■ Extracto de página
----------------------------------------
Emperadores desnudos
Ocurren a diario despropósitos como que Europa decida de repente saltarse las propias normas. La burla sostenida frente al sufrimiento genera una incredulidad paralizante
Son tiempos de incredulidades. Parece que la única reacción razonable ante muchas de las noticias que ocupan nuestra actualidad es la boca abierta. ¿Cómo puede ser? ¿Cómo es posible, por ejemplo, que Europa acuerde saltarse sus propias normas y los derechos fundamentales para no aceptar a los refugiados sirios, ese rostro de lo que fuimos nosotros tantas veces en el siglo XX? Esta semana descubríamos que en el acuerdo entre Turquía y la Unión Europea, nuestros gobernantes decidían ignorar la Convención de Ginebra y eliminar la posibilidad de pedir asilo en la UE, pagando millones de euros a Turquía para poder mirar para otro lado.
Curiosamente, la Europa en la que partidos de extrema derecha y con un discurso racista atrapan más del 20% de los votos en varios países, mira con superioridad moral a unos Estados Unidos fascinados con Donald Trump. Con tanta viga en el ojo propio resulta difícil señalar con credibilidad la paja en el ajeno. Nuestro emperador va desnudo, pero en lugar de gritarlo por los balcones insistimos en frotarnos la mirada, confiando en que la próxima vez que fijemos la vista las cosas hayan cambiado. Optimismo del intelecto sin atisbo de voluntad.
----------------------------------------
■ Datos de origen
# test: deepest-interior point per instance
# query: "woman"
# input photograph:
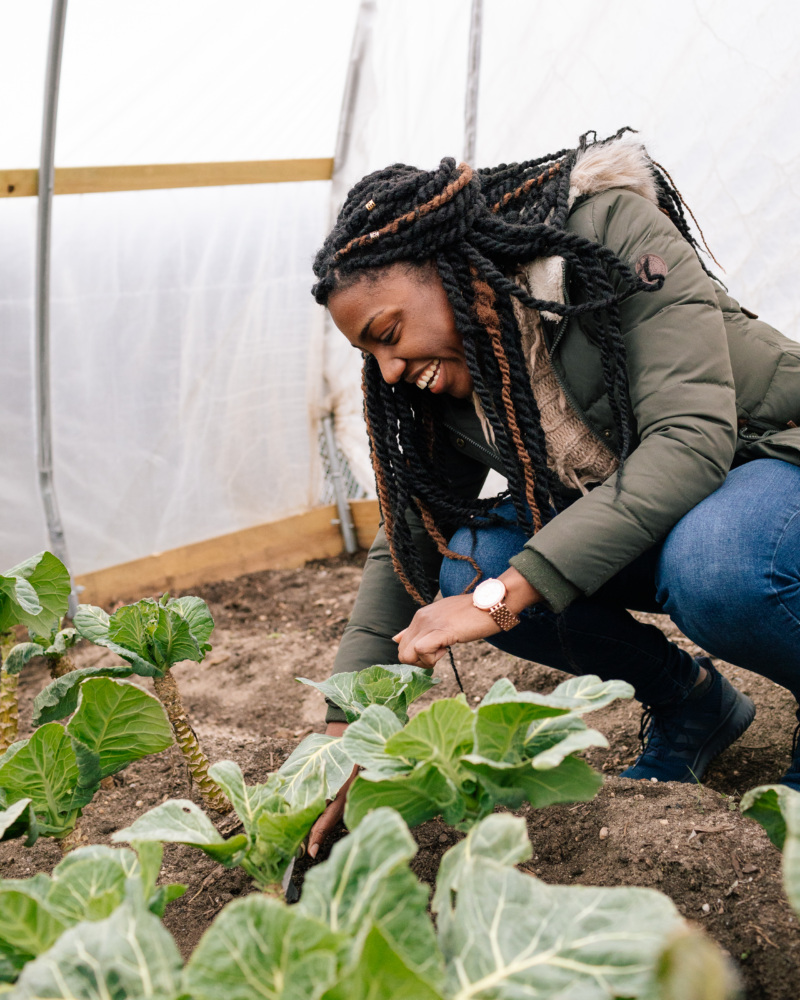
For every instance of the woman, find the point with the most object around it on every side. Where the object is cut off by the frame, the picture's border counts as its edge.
(553, 320)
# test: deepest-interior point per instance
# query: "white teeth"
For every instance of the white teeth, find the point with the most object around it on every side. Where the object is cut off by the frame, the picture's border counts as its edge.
(429, 376)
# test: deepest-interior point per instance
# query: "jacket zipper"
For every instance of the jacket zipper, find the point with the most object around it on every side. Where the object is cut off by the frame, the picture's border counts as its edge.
(468, 440)
(606, 442)
(754, 430)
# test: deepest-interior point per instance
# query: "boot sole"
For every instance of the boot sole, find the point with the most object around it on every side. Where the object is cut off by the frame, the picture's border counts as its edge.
(741, 714)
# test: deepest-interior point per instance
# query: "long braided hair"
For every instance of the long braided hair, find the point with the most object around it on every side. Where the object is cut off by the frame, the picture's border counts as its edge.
(476, 227)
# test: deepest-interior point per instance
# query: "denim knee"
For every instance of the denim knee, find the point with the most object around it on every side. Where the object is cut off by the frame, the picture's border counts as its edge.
(490, 546)
(729, 572)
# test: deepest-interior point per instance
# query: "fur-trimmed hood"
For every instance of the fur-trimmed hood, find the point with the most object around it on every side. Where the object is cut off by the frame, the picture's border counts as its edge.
(621, 163)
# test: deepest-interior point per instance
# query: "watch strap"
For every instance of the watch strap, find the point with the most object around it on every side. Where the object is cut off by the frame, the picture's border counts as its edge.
(503, 617)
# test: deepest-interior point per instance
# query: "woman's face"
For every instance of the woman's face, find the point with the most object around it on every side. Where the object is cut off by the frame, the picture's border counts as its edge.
(405, 321)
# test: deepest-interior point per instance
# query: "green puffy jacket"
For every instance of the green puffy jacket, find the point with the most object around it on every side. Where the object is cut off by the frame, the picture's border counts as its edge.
(710, 386)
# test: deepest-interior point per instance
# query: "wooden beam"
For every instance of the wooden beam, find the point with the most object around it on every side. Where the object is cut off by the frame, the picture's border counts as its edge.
(149, 177)
(283, 544)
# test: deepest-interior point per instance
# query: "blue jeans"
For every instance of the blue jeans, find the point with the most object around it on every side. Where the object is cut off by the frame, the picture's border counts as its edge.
(728, 574)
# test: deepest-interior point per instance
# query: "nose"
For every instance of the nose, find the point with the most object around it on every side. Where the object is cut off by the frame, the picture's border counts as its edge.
(392, 368)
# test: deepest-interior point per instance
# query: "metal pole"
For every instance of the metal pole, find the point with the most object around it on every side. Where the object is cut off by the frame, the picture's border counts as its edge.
(43, 227)
(339, 490)
(473, 78)
(361, 39)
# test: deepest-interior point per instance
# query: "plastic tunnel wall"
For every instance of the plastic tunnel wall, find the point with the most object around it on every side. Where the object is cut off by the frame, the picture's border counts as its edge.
(189, 363)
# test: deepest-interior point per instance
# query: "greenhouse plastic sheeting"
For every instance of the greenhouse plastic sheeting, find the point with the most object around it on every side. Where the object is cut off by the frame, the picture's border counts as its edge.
(186, 349)
(182, 368)
(712, 86)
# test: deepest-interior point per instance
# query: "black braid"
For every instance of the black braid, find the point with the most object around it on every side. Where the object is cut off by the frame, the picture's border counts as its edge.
(476, 228)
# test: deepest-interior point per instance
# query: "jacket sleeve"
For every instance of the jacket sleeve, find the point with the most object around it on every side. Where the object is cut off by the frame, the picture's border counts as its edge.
(383, 607)
(683, 400)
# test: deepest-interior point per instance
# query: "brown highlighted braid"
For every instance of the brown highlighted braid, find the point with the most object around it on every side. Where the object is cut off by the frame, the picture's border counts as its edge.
(475, 228)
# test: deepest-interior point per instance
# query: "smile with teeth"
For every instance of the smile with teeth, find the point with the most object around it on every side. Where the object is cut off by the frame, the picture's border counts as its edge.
(430, 376)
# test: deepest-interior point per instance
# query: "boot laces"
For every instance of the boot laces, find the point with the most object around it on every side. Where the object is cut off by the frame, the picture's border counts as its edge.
(647, 725)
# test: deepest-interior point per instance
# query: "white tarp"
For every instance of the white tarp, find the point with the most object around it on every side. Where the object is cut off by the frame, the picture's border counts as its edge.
(712, 85)
(185, 347)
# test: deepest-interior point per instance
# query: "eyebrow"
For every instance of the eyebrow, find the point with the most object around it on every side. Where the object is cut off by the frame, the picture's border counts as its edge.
(365, 329)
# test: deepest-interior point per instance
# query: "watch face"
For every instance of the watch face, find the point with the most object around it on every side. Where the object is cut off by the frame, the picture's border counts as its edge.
(488, 593)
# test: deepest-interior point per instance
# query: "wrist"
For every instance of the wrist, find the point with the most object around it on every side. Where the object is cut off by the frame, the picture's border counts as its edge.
(520, 594)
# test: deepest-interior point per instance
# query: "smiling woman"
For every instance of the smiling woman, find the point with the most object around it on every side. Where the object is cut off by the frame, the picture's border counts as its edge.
(405, 321)
(554, 320)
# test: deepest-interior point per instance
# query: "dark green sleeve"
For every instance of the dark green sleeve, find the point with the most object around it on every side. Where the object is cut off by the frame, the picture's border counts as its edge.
(383, 607)
(683, 401)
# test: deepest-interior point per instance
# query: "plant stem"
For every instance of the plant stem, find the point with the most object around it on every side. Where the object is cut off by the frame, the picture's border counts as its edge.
(75, 838)
(60, 665)
(9, 707)
(167, 690)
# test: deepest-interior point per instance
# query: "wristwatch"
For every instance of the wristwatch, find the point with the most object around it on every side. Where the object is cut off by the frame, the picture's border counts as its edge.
(489, 596)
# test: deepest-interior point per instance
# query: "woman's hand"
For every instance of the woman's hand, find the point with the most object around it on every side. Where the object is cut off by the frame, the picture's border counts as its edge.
(456, 619)
(334, 810)
(439, 625)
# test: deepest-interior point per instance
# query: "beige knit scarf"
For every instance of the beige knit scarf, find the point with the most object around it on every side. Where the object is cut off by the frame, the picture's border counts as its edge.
(578, 458)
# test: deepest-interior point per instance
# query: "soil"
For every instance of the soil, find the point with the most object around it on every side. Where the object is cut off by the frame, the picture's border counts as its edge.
(689, 842)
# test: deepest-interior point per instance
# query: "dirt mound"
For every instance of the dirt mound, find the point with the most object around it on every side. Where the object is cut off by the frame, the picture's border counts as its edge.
(689, 842)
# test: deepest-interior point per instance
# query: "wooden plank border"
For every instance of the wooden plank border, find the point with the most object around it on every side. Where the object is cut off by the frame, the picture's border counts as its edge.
(150, 177)
(283, 544)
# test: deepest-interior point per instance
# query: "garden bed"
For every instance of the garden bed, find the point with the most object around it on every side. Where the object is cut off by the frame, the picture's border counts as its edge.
(690, 842)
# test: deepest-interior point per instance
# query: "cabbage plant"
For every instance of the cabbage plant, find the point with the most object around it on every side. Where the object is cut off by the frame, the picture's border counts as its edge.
(35, 593)
(361, 931)
(54, 647)
(275, 815)
(48, 779)
(87, 886)
(151, 636)
(777, 809)
(453, 761)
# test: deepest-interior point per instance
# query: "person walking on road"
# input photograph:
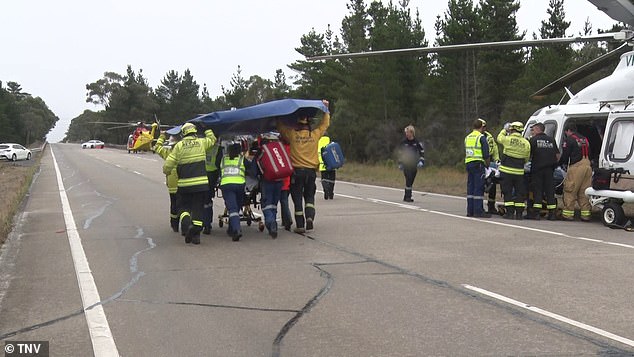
----------------------------------------
■ Tarea
Responde estas preguntas sobre el artículo:
(a) ¿Qué convención decidieron ignorar los gobernantes en el acuerdo entre Turquía y la Unión Europea?
(b) ¿Qué porcentaje de los votos atrapan en varios países europeos los partidos de extrema derecha?
(c) ¿Con quién están fascinados los Estados Unidos, según el artículo?
El material no tiene relación con el artículo.

■ Respuesta
(a) La Convención de Ginebra.
(b) Más del 20%.
(c) Con Donald Trump.